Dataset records
▼
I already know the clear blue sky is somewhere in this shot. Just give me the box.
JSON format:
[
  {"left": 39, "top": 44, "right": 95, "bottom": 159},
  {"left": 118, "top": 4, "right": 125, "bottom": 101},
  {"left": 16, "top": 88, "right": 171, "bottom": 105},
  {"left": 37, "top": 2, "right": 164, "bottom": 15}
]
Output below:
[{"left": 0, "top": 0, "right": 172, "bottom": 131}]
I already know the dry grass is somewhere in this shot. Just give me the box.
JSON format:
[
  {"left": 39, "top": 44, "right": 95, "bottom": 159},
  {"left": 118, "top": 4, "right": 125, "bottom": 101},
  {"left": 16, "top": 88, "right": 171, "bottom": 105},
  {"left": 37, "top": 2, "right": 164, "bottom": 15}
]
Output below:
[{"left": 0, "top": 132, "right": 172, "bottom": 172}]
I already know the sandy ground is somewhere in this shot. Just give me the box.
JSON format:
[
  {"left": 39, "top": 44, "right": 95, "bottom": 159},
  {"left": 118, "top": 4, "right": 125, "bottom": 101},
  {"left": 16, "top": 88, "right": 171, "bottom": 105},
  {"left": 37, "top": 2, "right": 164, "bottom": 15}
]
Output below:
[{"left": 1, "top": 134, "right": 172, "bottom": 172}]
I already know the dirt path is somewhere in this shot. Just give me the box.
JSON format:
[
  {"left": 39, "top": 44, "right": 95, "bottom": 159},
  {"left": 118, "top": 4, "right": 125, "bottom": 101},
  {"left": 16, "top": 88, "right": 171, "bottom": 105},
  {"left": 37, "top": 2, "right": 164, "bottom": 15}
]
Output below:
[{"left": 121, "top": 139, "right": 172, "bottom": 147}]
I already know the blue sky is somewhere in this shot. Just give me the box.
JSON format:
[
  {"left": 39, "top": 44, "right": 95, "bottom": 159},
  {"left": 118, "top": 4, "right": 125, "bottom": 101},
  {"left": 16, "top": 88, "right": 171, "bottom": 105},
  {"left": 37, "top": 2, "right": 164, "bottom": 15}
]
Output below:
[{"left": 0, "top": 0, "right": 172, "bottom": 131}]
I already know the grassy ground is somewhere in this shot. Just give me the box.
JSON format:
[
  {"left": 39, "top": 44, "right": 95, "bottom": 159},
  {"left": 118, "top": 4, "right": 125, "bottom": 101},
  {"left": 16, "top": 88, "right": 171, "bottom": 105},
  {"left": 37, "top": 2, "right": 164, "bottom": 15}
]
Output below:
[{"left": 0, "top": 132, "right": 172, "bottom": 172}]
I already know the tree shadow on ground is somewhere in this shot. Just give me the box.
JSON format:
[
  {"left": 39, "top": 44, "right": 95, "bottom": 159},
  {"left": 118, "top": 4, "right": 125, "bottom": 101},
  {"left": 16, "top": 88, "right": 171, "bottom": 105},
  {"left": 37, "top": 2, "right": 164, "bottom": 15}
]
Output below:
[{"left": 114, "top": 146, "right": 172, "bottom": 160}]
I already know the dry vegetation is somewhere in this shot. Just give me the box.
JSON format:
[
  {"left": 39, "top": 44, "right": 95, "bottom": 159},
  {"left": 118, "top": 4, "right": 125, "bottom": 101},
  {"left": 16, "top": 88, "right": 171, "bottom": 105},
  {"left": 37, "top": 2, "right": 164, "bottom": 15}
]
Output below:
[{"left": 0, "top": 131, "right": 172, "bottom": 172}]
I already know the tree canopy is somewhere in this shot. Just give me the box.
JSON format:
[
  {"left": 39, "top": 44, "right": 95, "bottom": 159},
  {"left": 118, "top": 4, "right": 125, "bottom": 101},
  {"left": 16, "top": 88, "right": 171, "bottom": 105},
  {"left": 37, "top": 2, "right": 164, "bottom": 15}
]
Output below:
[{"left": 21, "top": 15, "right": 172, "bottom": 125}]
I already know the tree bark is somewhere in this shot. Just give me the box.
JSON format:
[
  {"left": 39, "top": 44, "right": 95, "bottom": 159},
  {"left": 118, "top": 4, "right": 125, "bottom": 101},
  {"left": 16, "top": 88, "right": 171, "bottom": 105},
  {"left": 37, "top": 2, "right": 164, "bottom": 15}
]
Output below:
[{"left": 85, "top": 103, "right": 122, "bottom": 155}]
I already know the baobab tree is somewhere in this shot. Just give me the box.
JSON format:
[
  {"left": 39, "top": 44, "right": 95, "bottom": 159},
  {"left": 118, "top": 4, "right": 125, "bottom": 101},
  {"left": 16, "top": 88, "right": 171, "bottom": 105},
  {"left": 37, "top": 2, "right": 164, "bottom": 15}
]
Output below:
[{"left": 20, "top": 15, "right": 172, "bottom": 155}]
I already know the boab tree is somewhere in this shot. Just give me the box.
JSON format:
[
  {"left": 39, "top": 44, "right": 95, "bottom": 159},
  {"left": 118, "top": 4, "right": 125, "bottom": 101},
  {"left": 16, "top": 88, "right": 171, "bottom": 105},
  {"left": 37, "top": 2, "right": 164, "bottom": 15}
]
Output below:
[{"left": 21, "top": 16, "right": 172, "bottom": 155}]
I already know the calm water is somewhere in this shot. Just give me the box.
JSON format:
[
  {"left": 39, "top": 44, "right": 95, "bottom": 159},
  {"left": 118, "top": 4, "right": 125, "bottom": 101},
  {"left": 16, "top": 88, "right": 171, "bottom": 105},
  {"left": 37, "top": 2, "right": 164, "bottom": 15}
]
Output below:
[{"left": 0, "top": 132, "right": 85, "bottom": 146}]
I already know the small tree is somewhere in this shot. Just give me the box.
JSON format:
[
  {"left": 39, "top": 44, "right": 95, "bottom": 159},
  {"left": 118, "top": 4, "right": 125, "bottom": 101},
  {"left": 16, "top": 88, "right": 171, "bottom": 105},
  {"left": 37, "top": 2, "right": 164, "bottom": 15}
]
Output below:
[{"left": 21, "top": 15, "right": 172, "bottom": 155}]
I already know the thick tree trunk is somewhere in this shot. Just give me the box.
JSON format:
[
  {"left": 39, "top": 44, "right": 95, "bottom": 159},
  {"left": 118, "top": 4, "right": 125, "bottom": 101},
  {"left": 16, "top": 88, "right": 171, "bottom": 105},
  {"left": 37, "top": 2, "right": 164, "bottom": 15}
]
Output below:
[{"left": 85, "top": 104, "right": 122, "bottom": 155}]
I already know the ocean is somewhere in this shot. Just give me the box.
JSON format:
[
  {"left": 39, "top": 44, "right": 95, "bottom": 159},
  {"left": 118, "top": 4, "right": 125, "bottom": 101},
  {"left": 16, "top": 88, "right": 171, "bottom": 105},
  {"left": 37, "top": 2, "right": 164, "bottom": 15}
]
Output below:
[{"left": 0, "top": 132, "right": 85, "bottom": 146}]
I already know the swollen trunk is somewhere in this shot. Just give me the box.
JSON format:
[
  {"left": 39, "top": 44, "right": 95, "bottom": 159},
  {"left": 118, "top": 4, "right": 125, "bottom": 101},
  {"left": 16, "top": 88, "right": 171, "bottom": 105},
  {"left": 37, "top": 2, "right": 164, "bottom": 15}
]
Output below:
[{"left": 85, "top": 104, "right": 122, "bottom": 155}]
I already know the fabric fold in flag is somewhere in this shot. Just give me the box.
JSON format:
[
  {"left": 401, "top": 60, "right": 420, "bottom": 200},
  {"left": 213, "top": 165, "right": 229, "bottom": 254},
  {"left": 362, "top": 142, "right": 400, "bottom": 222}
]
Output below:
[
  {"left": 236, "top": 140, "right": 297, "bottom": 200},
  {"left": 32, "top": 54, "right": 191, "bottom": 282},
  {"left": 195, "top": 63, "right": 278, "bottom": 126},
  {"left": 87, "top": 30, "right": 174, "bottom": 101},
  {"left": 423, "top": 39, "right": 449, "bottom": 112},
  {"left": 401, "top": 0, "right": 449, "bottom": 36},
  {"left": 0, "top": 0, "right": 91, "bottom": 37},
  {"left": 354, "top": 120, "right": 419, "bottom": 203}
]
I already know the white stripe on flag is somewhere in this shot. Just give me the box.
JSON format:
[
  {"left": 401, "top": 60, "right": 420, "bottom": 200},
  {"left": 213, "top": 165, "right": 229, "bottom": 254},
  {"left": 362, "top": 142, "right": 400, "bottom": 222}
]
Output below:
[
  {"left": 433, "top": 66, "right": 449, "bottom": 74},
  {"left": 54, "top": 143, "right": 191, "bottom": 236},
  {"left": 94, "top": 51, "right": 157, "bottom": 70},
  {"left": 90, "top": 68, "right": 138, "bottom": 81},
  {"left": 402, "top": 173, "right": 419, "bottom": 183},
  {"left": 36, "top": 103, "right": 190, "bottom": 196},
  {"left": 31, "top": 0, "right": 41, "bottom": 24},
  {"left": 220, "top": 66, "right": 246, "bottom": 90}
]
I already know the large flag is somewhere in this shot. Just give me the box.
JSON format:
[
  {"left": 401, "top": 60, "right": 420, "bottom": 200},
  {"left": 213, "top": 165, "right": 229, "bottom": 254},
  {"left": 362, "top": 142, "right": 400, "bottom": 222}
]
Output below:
▲
### Written instruction:
Transcribe verbatim the stretch from the line containing "I already know the white" through the end of the items.

### Solution for this exercise:
I already know the white stripe on flag is somewhere in this shot. Just give me the box.
JSON format:
[
  {"left": 401, "top": 60, "right": 420, "bottom": 200},
  {"left": 213, "top": 165, "right": 229, "bottom": 254},
  {"left": 362, "top": 142, "right": 400, "bottom": 222}
]
Output below:
[
  {"left": 433, "top": 66, "right": 449, "bottom": 74},
  {"left": 54, "top": 143, "right": 191, "bottom": 236},
  {"left": 94, "top": 51, "right": 157, "bottom": 70},
  {"left": 90, "top": 68, "right": 138, "bottom": 81},
  {"left": 402, "top": 173, "right": 419, "bottom": 183},
  {"left": 36, "top": 103, "right": 190, "bottom": 196},
  {"left": 31, "top": 0, "right": 41, "bottom": 24},
  {"left": 220, "top": 66, "right": 246, "bottom": 90}
]
I already know the large flag is somewhere in this shot. Just give me the box.
JSON format:
[
  {"left": 401, "top": 60, "right": 420, "bottom": 200},
  {"left": 213, "top": 165, "right": 229, "bottom": 254},
  {"left": 362, "top": 142, "right": 400, "bottom": 222}
]
Output below:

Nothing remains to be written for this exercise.